**Instructions to follow**
Scan the entries below and extract each line with the word "rocky" in it.

**Information given**
● ● ● ●

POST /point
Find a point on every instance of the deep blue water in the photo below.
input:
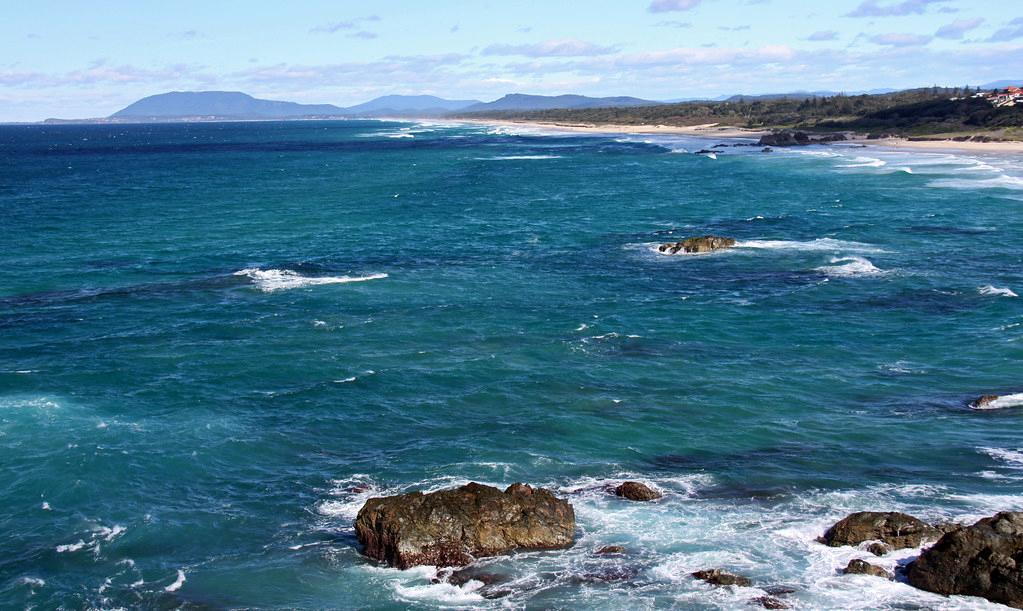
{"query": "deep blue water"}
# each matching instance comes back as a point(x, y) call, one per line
point(192, 386)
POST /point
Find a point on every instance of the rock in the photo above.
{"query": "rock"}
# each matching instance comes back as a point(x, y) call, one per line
point(997, 401)
point(705, 244)
point(861, 567)
point(607, 550)
point(896, 529)
point(797, 138)
point(983, 560)
point(722, 577)
point(452, 527)
point(636, 491)
point(879, 549)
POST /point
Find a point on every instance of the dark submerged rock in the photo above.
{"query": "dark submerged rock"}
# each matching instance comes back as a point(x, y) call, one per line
point(636, 491)
point(609, 550)
point(896, 529)
point(861, 567)
point(983, 560)
point(797, 138)
point(453, 527)
point(769, 602)
point(704, 244)
point(722, 577)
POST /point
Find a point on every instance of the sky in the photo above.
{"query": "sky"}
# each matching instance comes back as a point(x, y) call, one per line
point(70, 58)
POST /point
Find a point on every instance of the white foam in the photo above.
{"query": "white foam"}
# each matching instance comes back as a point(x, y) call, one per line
point(1014, 400)
point(270, 280)
point(1013, 457)
point(1004, 181)
point(820, 244)
point(996, 292)
point(71, 547)
point(177, 582)
point(864, 162)
point(517, 158)
point(850, 267)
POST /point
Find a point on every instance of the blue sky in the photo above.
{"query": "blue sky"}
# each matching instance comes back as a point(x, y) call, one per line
point(72, 58)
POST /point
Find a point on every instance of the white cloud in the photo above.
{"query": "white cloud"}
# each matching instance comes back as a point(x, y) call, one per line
point(872, 8)
point(900, 40)
point(669, 5)
point(550, 48)
point(959, 28)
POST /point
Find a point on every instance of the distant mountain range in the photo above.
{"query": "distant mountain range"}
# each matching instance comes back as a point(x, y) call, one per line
point(185, 105)
point(234, 104)
point(228, 104)
point(522, 101)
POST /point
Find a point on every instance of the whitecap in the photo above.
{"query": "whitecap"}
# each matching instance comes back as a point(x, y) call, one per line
point(864, 162)
point(995, 291)
point(1012, 457)
point(517, 158)
point(71, 547)
point(820, 244)
point(177, 582)
point(850, 267)
point(269, 280)
point(1004, 181)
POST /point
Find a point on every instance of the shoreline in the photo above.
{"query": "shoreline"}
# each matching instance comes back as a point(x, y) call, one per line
point(714, 130)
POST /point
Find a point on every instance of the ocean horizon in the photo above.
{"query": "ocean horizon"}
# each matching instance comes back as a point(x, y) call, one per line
point(219, 340)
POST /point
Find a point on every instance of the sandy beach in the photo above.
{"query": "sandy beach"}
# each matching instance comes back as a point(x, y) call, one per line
point(714, 130)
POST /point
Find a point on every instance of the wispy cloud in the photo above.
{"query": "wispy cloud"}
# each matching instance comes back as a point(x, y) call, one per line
point(900, 40)
point(669, 5)
point(823, 35)
point(1011, 32)
point(335, 27)
point(959, 28)
point(673, 24)
point(873, 8)
point(550, 48)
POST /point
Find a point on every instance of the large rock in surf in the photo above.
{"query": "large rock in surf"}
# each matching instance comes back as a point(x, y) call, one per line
point(797, 138)
point(896, 529)
point(861, 567)
point(636, 491)
point(704, 244)
point(983, 560)
point(453, 527)
point(997, 401)
point(722, 577)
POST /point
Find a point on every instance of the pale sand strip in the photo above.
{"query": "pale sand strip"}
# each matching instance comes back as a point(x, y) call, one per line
point(713, 130)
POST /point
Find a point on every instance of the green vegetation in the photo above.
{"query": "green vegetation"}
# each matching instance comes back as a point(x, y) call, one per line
point(912, 113)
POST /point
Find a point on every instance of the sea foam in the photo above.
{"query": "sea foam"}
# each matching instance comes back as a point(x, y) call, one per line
point(269, 280)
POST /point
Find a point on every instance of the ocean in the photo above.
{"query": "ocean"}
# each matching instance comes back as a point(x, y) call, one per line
point(218, 340)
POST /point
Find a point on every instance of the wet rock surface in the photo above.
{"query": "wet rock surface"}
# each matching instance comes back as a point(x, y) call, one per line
point(453, 527)
point(983, 560)
point(703, 244)
point(895, 529)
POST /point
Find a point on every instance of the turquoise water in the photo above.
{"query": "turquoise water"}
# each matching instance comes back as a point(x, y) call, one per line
point(194, 389)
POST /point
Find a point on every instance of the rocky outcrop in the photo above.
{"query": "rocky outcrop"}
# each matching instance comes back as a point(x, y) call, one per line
point(722, 577)
point(452, 527)
point(610, 550)
point(997, 401)
point(797, 138)
point(895, 529)
point(704, 244)
point(983, 560)
point(861, 567)
point(636, 491)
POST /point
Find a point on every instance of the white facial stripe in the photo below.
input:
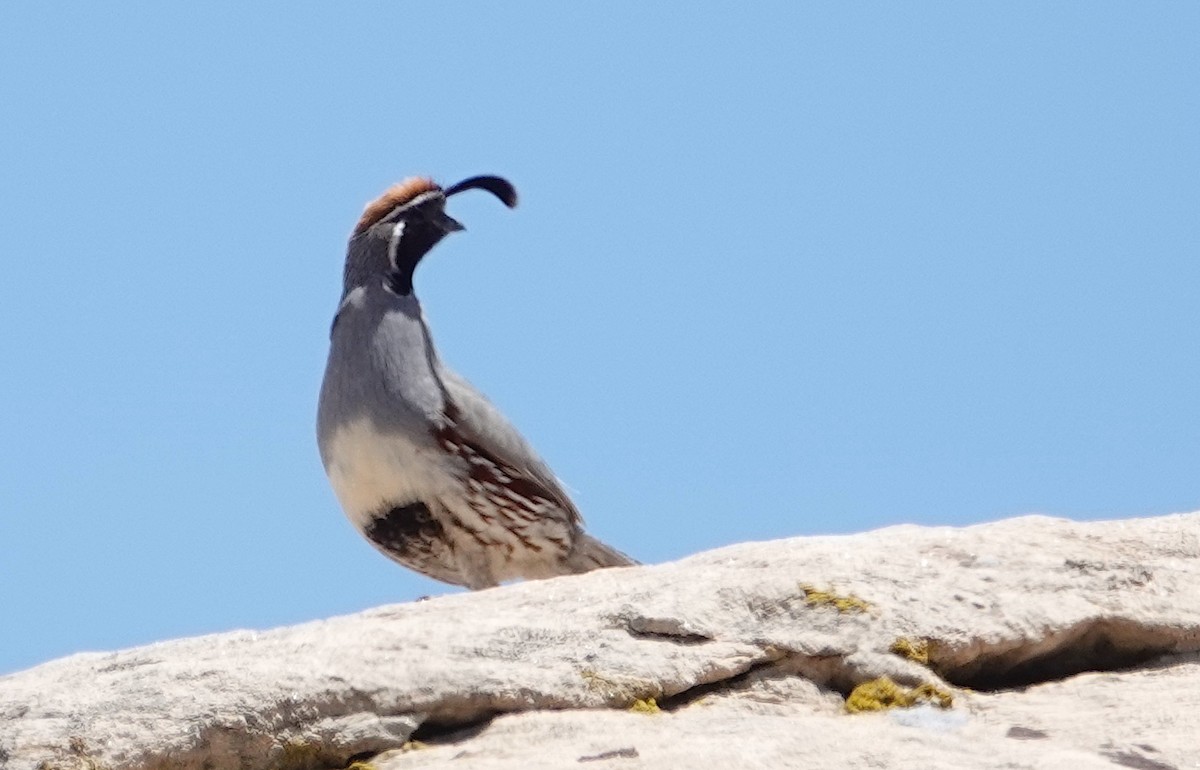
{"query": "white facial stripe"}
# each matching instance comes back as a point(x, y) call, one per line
point(355, 299)
point(397, 232)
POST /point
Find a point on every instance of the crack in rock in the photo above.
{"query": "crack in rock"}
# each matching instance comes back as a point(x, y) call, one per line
point(1103, 644)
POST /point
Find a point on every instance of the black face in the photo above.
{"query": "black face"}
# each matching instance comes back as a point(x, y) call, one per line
point(412, 229)
point(411, 232)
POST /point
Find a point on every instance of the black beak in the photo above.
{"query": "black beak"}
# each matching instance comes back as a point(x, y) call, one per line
point(498, 186)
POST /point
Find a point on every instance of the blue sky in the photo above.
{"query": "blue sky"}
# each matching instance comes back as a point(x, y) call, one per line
point(779, 270)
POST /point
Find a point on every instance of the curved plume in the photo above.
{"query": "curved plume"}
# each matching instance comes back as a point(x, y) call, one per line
point(498, 186)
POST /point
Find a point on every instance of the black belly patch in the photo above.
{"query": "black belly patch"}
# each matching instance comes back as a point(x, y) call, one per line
point(407, 530)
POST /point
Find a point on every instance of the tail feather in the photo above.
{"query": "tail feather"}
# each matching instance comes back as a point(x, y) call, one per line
point(592, 554)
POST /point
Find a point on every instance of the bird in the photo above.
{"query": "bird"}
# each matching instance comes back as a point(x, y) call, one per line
point(429, 470)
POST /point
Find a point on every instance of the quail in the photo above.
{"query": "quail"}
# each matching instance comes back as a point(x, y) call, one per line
point(423, 463)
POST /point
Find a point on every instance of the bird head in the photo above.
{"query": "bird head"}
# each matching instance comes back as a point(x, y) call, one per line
point(408, 220)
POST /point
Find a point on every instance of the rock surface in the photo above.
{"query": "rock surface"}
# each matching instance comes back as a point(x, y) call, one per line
point(1062, 645)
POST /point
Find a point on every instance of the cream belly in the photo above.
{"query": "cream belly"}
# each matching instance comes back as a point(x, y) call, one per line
point(371, 470)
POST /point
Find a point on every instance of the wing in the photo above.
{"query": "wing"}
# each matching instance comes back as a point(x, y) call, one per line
point(497, 453)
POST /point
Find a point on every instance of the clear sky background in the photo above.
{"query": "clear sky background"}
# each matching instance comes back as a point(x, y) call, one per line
point(779, 269)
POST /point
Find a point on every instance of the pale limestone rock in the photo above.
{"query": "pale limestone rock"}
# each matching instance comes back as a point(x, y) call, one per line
point(750, 650)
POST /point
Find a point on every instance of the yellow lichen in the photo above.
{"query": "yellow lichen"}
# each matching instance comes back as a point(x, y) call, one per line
point(916, 650)
point(847, 602)
point(618, 687)
point(645, 705)
point(882, 693)
point(300, 755)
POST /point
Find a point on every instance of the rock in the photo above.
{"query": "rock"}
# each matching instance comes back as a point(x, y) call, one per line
point(1054, 643)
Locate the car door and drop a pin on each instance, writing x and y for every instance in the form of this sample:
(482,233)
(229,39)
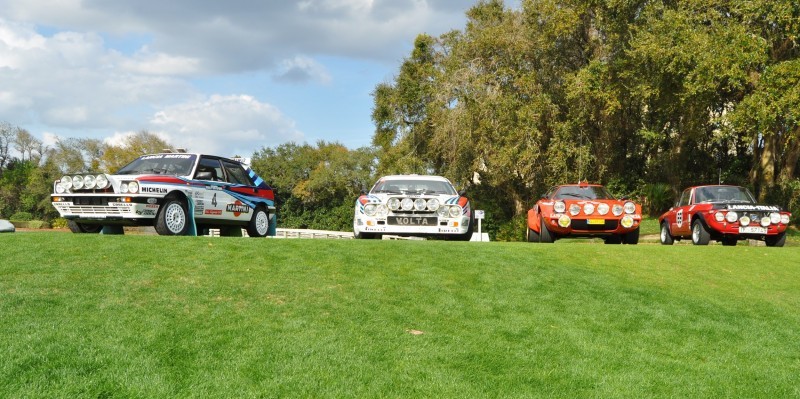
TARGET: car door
(211,199)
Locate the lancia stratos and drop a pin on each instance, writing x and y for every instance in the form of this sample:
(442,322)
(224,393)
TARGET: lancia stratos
(583,210)
(723,213)
(413,205)
(177,193)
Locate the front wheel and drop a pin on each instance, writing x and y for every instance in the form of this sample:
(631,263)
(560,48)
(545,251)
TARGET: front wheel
(80,228)
(259,223)
(776,240)
(700,235)
(666,236)
(172,220)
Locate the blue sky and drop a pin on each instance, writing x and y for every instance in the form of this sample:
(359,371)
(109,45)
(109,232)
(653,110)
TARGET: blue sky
(220,77)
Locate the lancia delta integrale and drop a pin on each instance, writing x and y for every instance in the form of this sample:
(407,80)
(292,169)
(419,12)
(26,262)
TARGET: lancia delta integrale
(169,191)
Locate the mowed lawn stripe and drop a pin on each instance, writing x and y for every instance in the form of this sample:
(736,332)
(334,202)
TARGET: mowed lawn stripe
(150,316)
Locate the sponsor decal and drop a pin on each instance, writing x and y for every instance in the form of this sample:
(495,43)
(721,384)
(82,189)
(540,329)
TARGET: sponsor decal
(168,156)
(153,190)
(237,208)
(768,208)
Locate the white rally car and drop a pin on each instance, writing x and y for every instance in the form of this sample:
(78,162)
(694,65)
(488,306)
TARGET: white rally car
(177,193)
(413,205)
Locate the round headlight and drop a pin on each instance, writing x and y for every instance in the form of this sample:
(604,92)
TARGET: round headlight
(630,207)
(455,211)
(77,182)
(744,221)
(89,181)
(627,221)
(66,182)
(101,181)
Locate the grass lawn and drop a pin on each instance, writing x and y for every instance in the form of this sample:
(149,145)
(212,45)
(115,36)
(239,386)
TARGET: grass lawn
(150,316)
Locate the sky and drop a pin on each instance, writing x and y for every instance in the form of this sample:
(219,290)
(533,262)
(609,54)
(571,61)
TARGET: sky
(225,78)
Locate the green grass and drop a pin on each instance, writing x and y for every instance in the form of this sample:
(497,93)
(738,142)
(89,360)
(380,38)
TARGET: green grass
(150,316)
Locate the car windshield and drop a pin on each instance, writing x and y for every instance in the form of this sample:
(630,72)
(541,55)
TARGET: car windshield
(413,187)
(578,192)
(166,164)
(723,194)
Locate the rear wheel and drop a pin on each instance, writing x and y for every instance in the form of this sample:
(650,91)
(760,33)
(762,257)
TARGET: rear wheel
(532,235)
(81,228)
(666,236)
(631,238)
(545,235)
(700,235)
(259,224)
(172,220)
(776,240)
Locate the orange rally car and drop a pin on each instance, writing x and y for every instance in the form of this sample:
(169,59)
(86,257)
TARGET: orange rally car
(584,210)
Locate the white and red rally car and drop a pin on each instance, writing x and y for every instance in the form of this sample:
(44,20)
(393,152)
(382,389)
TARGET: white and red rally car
(413,205)
(177,193)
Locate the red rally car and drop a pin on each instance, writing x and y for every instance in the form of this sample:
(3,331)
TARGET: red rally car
(584,210)
(723,213)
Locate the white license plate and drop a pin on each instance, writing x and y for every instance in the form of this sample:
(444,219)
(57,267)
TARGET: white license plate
(752,230)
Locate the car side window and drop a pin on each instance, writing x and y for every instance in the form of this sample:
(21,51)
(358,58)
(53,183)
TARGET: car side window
(685,198)
(236,174)
(211,166)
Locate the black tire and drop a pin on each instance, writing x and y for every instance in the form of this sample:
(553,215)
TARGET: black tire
(776,240)
(259,223)
(532,235)
(173,219)
(81,228)
(631,238)
(700,235)
(665,235)
(545,235)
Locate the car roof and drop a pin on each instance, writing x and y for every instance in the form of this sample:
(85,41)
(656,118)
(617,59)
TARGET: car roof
(414,177)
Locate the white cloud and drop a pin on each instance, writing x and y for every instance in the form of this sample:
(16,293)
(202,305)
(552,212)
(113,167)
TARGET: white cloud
(225,125)
(302,69)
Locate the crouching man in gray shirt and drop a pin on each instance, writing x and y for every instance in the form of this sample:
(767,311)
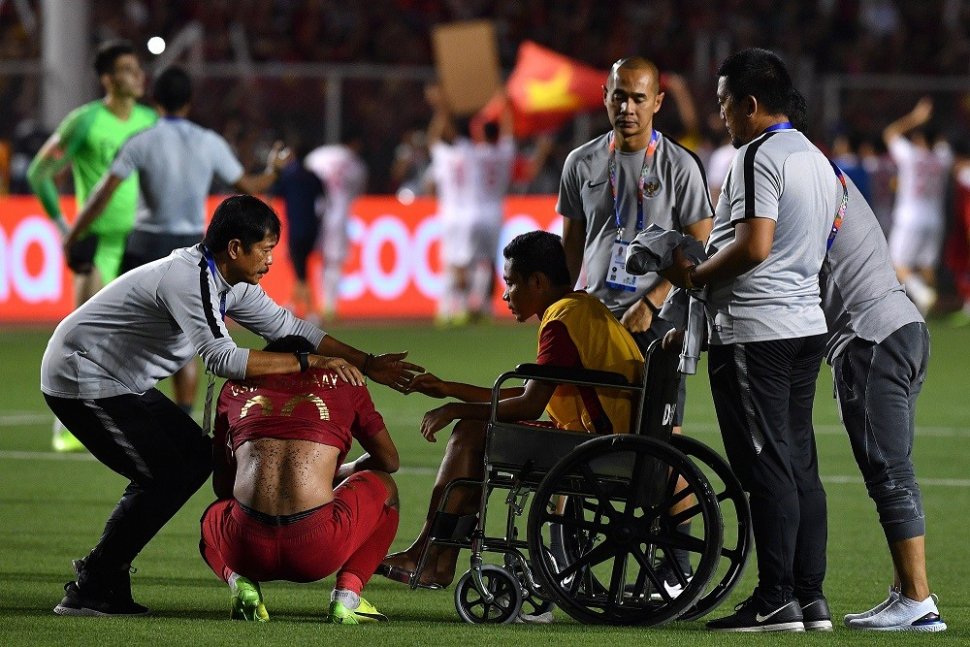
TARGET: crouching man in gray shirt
(99,372)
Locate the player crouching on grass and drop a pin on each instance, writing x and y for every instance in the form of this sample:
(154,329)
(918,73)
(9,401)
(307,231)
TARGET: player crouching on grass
(278,449)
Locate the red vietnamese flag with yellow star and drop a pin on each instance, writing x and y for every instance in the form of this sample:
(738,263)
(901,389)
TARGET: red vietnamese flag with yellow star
(545,90)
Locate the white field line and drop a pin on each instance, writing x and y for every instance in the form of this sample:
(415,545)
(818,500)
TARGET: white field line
(836,479)
(20,418)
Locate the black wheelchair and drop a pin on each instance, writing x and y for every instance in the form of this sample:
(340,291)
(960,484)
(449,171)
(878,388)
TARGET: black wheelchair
(590,520)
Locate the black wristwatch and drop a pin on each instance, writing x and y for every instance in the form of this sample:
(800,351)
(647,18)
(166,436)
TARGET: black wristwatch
(304,357)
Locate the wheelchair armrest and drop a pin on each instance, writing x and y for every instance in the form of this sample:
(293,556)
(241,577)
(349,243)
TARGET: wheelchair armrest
(570,375)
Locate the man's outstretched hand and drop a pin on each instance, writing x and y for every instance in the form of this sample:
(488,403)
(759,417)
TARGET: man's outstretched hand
(391,370)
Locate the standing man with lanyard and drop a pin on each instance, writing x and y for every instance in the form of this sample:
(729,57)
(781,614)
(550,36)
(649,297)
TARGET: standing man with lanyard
(879,349)
(87,139)
(175,162)
(780,203)
(615,186)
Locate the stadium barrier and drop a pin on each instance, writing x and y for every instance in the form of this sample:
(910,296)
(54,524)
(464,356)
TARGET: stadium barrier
(391,271)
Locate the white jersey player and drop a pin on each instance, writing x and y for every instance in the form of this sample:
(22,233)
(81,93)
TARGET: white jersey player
(916,237)
(344,175)
(493,160)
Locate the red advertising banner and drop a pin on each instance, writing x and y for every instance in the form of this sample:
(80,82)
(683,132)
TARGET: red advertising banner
(392,268)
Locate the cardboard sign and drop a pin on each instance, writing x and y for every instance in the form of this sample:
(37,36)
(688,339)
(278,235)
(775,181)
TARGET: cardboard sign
(466,58)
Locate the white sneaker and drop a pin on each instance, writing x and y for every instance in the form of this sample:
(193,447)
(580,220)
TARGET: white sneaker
(543,618)
(903,614)
(893,596)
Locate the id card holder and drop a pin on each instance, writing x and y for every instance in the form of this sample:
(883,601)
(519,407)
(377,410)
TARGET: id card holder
(616,275)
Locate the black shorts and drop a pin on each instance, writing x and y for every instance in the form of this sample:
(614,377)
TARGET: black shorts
(658,328)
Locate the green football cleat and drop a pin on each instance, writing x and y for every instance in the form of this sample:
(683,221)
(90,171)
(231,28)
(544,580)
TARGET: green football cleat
(64,442)
(365,612)
(246,602)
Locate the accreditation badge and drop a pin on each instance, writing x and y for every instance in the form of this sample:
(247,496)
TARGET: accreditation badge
(651,186)
(616,275)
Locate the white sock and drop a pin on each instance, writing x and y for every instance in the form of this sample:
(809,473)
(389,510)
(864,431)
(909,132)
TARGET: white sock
(348,598)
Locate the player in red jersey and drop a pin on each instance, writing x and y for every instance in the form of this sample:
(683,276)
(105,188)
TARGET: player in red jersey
(279,447)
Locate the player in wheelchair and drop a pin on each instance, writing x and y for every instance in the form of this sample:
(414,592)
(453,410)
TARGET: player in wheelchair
(576,331)
(603,506)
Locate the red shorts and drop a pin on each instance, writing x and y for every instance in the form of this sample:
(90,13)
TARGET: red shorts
(304,551)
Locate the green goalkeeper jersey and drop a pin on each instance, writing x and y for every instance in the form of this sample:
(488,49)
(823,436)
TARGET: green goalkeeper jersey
(91,136)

● ● ● ●

**Response**
Find a point on every instance of the rocky outcrop in the photo above.
{"query": "rocky outcrop"}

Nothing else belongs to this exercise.